START

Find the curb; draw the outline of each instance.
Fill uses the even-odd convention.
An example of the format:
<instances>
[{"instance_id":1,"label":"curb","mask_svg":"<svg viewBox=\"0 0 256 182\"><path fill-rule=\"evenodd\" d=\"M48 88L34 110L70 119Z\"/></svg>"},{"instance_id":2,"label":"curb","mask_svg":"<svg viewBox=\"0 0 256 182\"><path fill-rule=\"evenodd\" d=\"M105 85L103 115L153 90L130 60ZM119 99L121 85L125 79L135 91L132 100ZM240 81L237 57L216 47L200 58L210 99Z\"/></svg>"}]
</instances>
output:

END

Required task: Rewrite every item with "draw the outline of" replaced by "trace the boundary of", changing nothing else.

Exercise solution:
Find the curb; trace the boundary of each instance.
Fill uses the even-odd convention.
An example of the format:
<instances>
[{"instance_id":1,"label":"curb","mask_svg":"<svg viewBox=\"0 0 256 182\"><path fill-rule=\"evenodd\" d=\"M48 88L34 110L70 119Z\"/></svg>"},{"instance_id":2,"label":"curb","mask_svg":"<svg viewBox=\"0 0 256 182\"><path fill-rule=\"evenodd\" d=\"M105 85L103 115L153 90L130 60ZM119 99L121 85L125 79L135 91L132 100ZM240 81L237 57L216 47L200 58L210 99Z\"/></svg>"}]
</instances>
output:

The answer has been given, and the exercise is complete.